GOAL OF THE EXERCISE: Your task is to return, word for word, only the lines from the line with "the raised arm" through the close of the data. Exclude all pictures.

*** SUPPLIED RECORDS ***

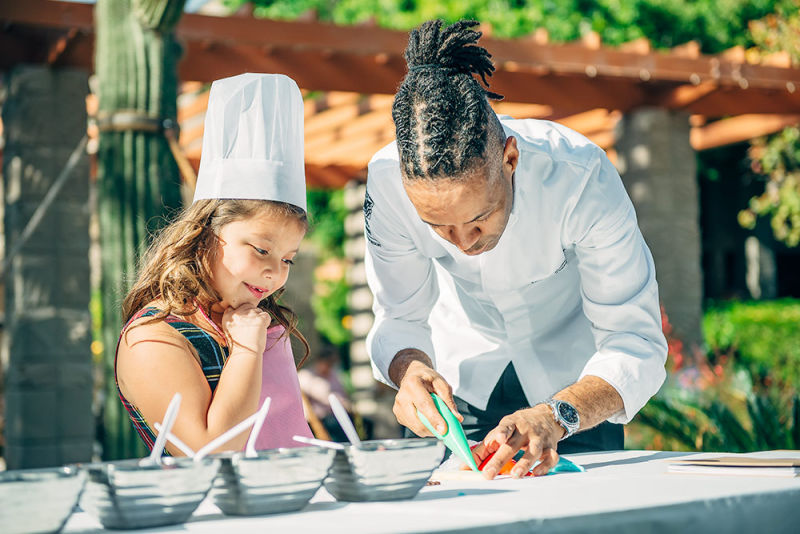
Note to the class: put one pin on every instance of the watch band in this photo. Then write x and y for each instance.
(565, 415)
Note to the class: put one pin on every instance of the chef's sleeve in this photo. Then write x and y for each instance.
(402, 280)
(618, 288)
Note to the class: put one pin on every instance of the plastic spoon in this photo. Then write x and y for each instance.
(319, 442)
(175, 440)
(454, 438)
(161, 441)
(344, 420)
(250, 448)
(225, 437)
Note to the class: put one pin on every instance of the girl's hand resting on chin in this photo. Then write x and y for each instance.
(246, 328)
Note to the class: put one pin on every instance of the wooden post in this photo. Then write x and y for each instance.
(138, 180)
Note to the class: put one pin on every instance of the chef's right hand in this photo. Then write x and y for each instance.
(412, 371)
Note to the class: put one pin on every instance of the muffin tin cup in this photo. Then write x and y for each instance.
(383, 470)
(126, 495)
(38, 500)
(275, 481)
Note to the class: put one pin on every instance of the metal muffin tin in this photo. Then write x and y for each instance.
(383, 470)
(38, 500)
(126, 495)
(275, 481)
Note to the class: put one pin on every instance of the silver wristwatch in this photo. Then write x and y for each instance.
(566, 415)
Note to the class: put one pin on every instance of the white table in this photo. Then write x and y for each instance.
(620, 492)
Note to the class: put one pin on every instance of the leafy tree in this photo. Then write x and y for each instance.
(715, 24)
(777, 156)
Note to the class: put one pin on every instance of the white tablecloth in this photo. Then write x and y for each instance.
(620, 492)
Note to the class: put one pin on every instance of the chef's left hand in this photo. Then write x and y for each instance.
(533, 430)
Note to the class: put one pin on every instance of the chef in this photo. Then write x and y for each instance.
(509, 274)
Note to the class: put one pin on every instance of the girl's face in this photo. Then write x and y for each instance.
(253, 258)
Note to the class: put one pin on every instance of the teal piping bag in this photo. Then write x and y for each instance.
(454, 439)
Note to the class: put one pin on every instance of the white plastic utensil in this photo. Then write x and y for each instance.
(250, 448)
(344, 420)
(175, 440)
(169, 419)
(319, 442)
(225, 436)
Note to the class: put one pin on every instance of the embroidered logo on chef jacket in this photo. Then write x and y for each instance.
(560, 268)
(367, 216)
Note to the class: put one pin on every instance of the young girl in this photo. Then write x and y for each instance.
(203, 318)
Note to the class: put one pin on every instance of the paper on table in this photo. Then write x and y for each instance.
(738, 465)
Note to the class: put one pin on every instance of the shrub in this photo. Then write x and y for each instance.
(763, 336)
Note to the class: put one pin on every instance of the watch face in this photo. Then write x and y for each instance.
(568, 413)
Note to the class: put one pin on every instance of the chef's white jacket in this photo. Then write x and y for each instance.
(569, 290)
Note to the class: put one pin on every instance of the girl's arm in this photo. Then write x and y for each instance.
(155, 361)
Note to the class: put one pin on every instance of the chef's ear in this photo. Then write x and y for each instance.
(510, 156)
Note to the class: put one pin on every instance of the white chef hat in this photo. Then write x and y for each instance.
(253, 140)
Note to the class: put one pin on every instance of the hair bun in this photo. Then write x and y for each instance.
(454, 49)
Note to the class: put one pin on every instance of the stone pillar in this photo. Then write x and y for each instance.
(372, 399)
(659, 169)
(46, 356)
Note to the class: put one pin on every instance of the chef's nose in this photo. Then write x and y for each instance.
(464, 238)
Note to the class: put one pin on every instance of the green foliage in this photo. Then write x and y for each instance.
(716, 24)
(739, 396)
(329, 300)
(763, 336)
(777, 157)
(708, 424)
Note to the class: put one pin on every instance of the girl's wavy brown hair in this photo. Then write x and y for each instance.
(176, 268)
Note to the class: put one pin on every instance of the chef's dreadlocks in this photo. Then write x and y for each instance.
(443, 121)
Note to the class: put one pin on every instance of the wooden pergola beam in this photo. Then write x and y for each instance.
(569, 77)
(738, 129)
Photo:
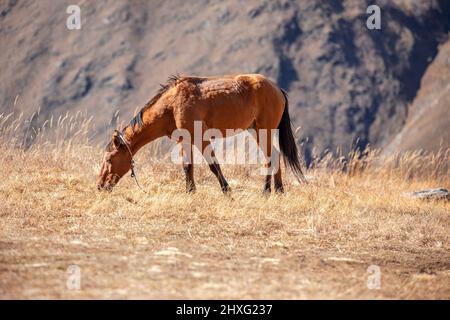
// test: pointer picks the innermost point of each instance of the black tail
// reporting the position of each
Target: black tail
(287, 143)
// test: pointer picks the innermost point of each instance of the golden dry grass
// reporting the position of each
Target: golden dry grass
(316, 241)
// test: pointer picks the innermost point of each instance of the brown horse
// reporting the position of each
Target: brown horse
(229, 102)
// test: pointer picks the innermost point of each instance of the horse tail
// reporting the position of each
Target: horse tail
(287, 142)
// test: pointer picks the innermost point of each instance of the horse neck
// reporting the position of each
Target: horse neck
(155, 125)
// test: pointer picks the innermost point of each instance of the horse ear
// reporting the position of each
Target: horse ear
(116, 140)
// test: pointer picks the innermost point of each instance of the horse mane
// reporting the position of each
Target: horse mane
(164, 87)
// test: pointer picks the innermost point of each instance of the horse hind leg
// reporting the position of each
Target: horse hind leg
(267, 152)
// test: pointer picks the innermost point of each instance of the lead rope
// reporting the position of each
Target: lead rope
(133, 173)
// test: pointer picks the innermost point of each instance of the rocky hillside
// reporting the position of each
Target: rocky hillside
(348, 85)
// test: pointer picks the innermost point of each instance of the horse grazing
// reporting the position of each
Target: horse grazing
(222, 103)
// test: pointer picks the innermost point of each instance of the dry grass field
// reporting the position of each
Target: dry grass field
(315, 241)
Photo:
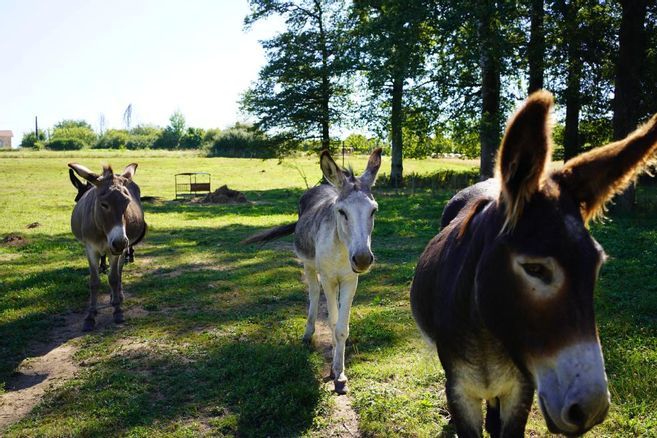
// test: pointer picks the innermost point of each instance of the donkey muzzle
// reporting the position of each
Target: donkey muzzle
(573, 393)
(361, 261)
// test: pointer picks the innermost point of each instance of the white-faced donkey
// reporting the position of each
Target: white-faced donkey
(107, 219)
(332, 238)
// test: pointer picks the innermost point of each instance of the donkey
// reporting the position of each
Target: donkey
(505, 290)
(108, 218)
(82, 189)
(332, 238)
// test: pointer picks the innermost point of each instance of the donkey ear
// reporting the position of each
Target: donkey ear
(593, 178)
(76, 182)
(524, 154)
(129, 170)
(373, 164)
(85, 173)
(331, 171)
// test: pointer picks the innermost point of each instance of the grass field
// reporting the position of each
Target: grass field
(212, 345)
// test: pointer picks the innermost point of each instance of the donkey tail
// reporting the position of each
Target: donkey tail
(271, 234)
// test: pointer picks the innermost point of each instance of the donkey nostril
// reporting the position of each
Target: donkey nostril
(576, 415)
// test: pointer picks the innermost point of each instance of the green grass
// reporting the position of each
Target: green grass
(218, 349)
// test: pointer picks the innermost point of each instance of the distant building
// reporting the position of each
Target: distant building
(5, 139)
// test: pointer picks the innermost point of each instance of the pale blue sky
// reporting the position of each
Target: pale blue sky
(76, 59)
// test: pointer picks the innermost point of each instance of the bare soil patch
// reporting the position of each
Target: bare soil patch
(223, 195)
(50, 364)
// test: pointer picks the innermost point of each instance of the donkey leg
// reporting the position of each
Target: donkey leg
(94, 285)
(465, 409)
(330, 287)
(514, 409)
(493, 423)
(130, 256)
(116, 266)
(103, 264)
(313, 298)
(347, 292)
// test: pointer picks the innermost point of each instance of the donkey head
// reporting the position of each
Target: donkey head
(111, 201)
(355, 208)
(536, 279)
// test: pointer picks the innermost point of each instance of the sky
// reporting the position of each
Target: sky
(78, 59)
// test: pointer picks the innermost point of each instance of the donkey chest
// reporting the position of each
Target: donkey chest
(487, 373)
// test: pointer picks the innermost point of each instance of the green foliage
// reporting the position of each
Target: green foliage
(113, 139)
(74, 129)
(360, 144)
(303, 88)
(595, 132)
(244, 142)
(30, 139)
(169, 137)
(177, 123)
(142, 137)
(192, 139)
(211, 135)
(211, 345)
(66, 144)
(69, 123)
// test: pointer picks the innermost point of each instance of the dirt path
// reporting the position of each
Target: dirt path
(344, 421)
(49, 365)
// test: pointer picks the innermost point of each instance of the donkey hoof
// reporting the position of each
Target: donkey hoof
(118, 317)
(341, 387)
(88, 325)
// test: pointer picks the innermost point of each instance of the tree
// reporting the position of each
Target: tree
(490, 60)
(629, 69)
(30, 139)
(395, 39)
(536, 46)
(170, 136)
(583, 39)
(302, 90)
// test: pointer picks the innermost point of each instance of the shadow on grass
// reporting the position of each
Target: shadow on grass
(254, 389)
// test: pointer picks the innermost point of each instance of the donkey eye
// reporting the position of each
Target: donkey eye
(538, 270)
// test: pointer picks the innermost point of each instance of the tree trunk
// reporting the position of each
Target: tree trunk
(489, 129)
(631, 53)
(326, 84)
(536, 48)
(396, 118)
(571, 146)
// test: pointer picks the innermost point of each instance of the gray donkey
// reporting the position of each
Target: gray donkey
(107, 219)
(332, 238)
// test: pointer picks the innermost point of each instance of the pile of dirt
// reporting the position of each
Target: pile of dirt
(224, 195)
(14, 240)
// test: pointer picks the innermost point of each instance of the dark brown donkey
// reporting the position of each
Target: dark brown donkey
(505, 290)
(107, 219)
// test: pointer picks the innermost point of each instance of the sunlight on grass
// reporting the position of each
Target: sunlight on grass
(215, 346)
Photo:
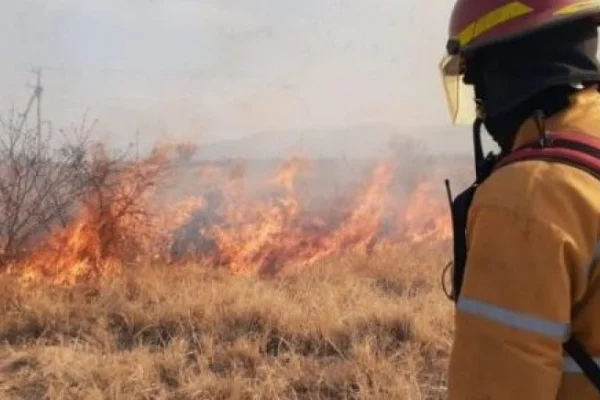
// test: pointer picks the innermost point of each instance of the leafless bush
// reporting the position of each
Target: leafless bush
(42, 177)
(48, 177)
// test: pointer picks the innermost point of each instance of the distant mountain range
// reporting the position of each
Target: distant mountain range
(366, 141)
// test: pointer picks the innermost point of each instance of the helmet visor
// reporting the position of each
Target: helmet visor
(459, 96)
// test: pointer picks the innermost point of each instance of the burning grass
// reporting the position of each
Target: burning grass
(363, 326)
(173, 281)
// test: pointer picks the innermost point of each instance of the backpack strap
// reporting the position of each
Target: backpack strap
(570, 148)
(579, 151)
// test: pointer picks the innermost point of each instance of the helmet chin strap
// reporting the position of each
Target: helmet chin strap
(477, 145)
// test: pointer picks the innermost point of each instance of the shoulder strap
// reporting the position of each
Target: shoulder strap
(572, 148)
(580, 151)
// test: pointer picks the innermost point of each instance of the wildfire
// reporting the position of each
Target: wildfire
(231, 225)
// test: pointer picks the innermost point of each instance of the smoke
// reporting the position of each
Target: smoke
(223, 69)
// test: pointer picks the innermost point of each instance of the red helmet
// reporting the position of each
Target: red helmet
(478, 23)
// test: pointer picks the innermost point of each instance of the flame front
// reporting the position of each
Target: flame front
(229, 225)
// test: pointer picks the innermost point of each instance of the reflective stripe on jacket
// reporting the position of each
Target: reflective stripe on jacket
(533, 244)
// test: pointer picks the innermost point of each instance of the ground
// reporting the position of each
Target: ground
(353, 327)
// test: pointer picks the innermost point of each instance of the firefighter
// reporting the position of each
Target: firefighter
(523, 68)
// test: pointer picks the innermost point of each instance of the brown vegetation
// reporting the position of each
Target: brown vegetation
(354, 328)
(168, 278)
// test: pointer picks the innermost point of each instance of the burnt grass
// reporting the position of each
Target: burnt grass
(358, 327)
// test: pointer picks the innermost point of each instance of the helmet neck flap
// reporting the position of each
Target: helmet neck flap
(534, 74)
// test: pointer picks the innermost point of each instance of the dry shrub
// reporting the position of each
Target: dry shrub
(353, 328)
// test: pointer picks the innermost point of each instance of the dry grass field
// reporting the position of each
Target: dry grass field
(356, 327)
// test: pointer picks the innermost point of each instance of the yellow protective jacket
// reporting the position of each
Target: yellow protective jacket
(532, 275)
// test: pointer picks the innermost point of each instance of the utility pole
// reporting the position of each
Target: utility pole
(36, 96)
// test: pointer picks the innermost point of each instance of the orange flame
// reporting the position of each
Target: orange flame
(226, 226)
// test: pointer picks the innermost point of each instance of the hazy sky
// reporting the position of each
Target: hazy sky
(216, 69)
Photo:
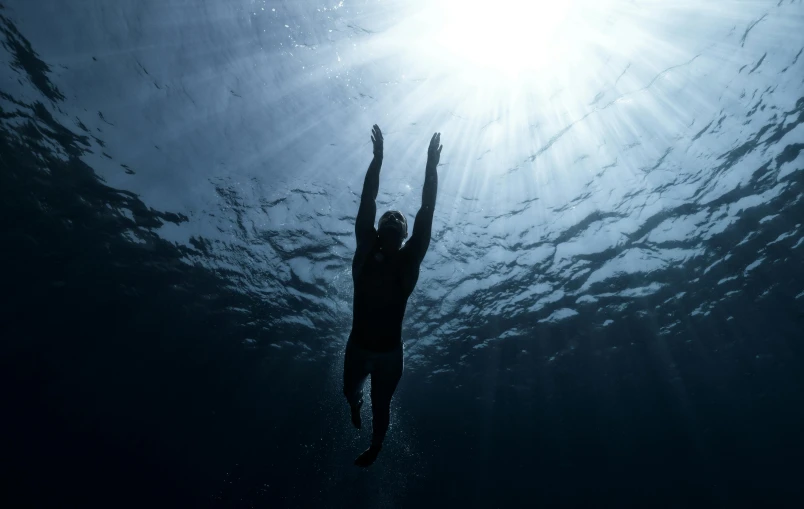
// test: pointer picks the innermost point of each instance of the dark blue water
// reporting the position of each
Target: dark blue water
(611, 312)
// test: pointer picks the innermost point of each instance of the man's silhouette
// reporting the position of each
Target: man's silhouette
(384, 274)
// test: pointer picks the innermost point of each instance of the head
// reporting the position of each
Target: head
(393, 227)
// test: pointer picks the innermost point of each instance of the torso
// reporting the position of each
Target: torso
(383, 282)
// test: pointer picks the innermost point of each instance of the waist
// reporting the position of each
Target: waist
(375, 342)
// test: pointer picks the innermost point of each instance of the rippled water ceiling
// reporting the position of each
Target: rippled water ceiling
(609, 312)
(594, 152)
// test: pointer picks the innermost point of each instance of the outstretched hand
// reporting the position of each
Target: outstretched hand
(376, 139)
(434, 152)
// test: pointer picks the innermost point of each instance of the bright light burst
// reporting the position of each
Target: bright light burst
(507, 36)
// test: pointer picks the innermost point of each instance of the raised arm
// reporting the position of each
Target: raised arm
(364, 225)
(422, 227)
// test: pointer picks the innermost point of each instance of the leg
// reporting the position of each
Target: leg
(384, 379)
(354, 376)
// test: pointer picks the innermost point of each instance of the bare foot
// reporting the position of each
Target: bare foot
(356, 414)
(368, 456)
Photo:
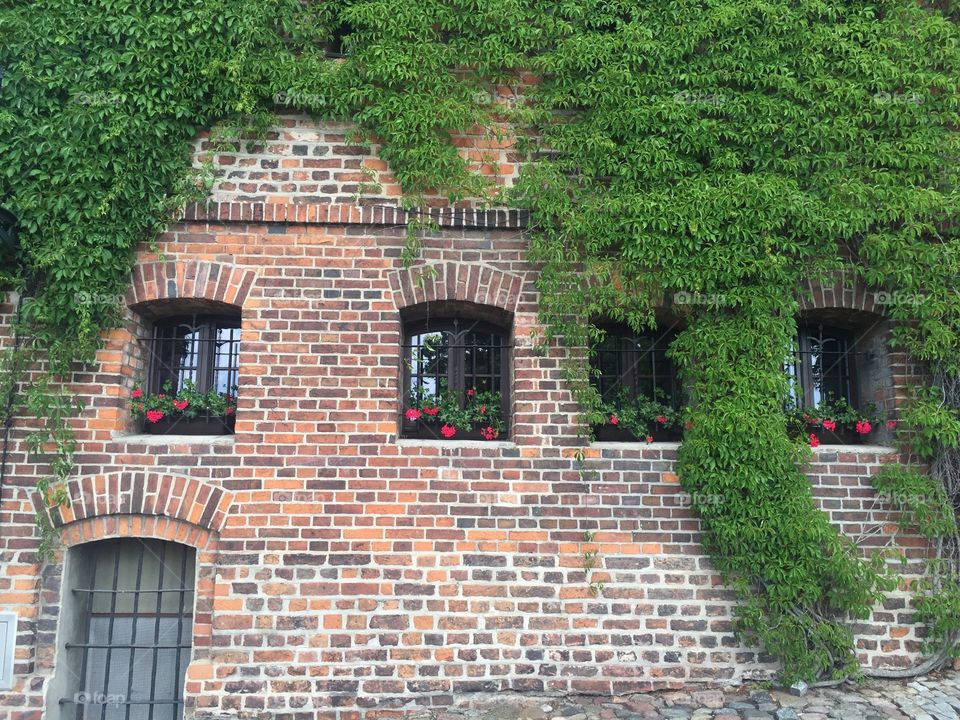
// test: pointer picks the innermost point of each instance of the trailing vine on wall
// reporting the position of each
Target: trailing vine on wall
(726, 149)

*** End of SUPPLIED RECORDS ***

SOLUTION FOR THIS EXERCISE:
// test: pointer picks the innermost point of each instance of the raised arm
// reporting the position of each
Target: raised arm
(364, 225)
(422, 227)
// test: pointer picks the innermost point of each instance of the leg
// reporting the position of each
Target: leg
(384, 379)
(354, 376)
// test: pointer picks the innermost point of each instance of the bare foot
// reporting the position of each
Target: bare foot
(356, 414)
(368, 456)
Photo:
// test: pointer picks the innermost point of each instance of the trailing vine on wall
// reporting the position of each
Target: trailing vine on wall
(726, 149)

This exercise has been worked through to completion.